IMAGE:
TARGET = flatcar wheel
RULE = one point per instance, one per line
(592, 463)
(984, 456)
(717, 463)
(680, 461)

☆ ☆ ☆ ☆ ☆ ☆ ☆

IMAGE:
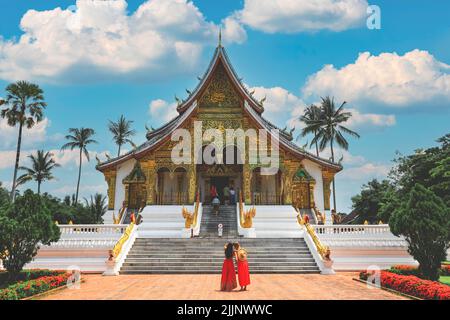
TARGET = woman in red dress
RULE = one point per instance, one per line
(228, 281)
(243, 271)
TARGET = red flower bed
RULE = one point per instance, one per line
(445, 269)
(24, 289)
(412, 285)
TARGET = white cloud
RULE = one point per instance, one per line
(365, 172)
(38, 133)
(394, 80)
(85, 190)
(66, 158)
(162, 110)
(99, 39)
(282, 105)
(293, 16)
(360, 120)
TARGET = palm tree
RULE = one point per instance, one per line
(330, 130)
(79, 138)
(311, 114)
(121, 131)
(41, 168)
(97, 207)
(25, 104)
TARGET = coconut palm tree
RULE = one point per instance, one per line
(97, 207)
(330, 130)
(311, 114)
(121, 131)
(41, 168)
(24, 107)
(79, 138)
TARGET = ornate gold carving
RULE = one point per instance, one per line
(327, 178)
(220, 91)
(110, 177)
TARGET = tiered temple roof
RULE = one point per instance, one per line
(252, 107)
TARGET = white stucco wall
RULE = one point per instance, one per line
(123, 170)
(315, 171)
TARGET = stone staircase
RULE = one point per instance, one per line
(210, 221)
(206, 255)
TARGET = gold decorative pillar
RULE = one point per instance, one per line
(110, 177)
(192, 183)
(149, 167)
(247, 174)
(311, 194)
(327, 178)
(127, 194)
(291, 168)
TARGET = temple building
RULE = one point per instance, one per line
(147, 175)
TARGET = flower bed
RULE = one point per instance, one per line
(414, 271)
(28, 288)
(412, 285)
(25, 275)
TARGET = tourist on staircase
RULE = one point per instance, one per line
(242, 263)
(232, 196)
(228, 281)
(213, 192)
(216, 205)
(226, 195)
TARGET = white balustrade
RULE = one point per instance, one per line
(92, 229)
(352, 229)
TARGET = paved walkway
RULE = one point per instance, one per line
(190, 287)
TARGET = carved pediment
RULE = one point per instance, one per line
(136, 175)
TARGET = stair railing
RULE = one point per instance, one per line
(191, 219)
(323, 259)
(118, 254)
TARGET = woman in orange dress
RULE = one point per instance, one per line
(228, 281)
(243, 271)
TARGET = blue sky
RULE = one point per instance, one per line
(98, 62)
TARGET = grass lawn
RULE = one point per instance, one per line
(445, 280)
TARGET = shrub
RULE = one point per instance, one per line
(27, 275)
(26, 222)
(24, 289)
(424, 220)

☆ ☆ ☆ ☆ ☆ ☆ ☆

[What this task involves] Retrieve all lines from the data that contain the string "flower".

[Expected answer]
TARGET = red flower bed
TARGET = flower bed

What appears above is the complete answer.